• Task goal
Retype exactly the lines that run from the line with "Where can the gray" to the final line of the entries, keeping both ends and nothing else.

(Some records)
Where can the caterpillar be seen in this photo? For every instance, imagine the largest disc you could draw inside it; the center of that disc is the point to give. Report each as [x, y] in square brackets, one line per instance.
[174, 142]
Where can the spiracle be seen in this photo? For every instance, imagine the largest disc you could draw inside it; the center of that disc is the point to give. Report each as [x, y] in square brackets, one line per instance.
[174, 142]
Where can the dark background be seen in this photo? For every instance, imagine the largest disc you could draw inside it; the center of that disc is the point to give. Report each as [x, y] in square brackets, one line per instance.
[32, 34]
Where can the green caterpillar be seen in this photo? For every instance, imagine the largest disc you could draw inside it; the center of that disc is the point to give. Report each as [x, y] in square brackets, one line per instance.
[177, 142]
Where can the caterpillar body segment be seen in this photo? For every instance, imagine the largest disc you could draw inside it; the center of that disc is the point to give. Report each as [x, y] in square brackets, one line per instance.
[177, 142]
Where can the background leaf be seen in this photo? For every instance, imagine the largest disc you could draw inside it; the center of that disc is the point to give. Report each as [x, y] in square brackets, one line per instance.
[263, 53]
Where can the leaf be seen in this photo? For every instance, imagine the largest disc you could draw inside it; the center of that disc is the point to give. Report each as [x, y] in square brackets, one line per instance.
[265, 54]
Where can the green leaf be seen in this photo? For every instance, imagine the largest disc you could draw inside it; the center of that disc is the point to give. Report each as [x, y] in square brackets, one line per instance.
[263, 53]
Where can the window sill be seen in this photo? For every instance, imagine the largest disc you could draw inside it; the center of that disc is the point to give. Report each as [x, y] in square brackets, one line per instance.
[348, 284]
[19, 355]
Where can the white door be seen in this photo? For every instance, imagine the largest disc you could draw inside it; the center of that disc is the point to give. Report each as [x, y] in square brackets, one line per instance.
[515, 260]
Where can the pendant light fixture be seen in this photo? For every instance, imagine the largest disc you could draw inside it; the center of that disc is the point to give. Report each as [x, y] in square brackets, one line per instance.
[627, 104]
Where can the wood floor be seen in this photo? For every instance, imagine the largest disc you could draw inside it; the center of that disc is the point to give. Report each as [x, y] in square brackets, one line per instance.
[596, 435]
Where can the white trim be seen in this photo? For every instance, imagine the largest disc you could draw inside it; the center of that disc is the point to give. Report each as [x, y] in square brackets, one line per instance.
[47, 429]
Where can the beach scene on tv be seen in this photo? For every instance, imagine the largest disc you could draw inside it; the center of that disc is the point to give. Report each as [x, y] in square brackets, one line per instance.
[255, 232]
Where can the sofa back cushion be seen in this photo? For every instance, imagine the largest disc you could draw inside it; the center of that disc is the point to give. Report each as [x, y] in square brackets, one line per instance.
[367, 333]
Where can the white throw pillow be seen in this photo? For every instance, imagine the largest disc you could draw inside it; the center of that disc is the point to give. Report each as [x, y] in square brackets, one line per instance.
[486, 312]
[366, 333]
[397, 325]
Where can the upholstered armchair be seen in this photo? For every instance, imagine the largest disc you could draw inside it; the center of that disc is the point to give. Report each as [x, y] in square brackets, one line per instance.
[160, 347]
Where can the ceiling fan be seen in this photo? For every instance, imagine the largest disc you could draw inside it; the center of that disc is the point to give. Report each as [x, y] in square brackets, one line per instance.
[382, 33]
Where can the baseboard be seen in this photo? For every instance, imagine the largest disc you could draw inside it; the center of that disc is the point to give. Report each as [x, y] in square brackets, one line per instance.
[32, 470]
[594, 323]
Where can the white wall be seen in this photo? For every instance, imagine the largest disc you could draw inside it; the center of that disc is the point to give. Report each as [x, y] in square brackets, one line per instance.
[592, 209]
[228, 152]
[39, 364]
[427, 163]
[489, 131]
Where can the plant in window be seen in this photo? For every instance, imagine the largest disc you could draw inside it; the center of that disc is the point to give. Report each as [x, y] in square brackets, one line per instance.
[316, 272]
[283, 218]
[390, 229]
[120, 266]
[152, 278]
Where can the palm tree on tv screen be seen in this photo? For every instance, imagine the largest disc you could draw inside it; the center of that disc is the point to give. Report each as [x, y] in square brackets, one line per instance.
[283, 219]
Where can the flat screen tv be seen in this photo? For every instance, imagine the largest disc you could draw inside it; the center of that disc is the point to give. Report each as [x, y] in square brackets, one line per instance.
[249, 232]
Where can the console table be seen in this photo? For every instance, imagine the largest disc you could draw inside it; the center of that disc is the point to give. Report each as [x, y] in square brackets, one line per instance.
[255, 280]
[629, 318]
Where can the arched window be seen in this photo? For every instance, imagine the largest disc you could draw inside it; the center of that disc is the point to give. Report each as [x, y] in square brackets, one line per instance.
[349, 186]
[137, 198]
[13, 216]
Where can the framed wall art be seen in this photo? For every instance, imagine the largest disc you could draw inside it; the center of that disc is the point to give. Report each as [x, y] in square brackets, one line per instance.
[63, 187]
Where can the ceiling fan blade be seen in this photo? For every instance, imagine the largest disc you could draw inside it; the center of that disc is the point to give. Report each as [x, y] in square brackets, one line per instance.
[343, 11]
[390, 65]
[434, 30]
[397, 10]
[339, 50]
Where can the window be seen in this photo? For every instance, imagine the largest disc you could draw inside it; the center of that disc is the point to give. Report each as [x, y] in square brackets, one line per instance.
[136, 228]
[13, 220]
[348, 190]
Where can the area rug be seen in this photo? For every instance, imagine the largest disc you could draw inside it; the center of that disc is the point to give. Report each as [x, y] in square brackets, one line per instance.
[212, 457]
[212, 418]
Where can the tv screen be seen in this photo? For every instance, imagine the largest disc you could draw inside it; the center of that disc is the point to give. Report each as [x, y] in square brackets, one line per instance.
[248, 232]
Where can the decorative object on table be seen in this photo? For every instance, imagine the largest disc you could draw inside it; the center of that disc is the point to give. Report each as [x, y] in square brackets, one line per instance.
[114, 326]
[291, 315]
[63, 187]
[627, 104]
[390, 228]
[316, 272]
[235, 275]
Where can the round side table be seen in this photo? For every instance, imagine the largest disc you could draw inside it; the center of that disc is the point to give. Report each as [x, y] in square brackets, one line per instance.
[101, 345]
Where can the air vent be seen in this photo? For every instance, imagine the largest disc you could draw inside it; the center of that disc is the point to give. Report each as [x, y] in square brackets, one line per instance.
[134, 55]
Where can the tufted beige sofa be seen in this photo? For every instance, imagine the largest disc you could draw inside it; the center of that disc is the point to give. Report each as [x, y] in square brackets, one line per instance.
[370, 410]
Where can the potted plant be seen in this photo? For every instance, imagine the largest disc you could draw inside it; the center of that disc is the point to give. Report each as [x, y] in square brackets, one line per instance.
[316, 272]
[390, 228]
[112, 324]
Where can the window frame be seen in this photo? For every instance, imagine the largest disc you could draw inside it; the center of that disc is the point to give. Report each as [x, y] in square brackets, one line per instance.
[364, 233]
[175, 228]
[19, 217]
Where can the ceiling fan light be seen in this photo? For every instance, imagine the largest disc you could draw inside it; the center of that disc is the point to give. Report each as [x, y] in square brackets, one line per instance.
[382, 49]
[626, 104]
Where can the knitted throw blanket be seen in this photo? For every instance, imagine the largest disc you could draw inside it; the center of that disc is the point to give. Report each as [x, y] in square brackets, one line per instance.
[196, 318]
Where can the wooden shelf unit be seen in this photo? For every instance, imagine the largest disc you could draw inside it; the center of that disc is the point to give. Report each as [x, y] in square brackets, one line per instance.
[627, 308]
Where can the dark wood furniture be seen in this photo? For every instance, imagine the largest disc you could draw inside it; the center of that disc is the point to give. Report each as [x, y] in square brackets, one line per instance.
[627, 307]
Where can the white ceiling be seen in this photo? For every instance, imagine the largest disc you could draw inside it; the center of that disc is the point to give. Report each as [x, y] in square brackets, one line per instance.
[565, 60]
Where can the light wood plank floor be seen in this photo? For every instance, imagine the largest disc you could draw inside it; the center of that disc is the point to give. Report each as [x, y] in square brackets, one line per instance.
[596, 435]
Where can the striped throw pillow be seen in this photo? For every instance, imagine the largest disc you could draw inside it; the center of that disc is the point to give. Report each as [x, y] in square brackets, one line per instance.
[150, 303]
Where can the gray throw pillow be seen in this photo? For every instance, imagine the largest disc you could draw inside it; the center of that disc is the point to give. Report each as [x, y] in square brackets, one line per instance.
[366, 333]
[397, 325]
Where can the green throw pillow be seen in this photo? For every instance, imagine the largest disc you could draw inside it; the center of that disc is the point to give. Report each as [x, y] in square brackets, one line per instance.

• Correct output
Where can the gray throw pillow be seen in this photo? For every instance, imagine the largest disc you could draw inside it; the center of that disc is the point to give. Report each as [x, y] in square brackets, one line per instance.
[366, 333]
[397, 325]
Where can the green throw pillow be seen in this photo? For every instance, imagine the largest disc you could draw inside it; the center of that disc is the point to give. Report each as [x, y] in square brackets, one line per instance.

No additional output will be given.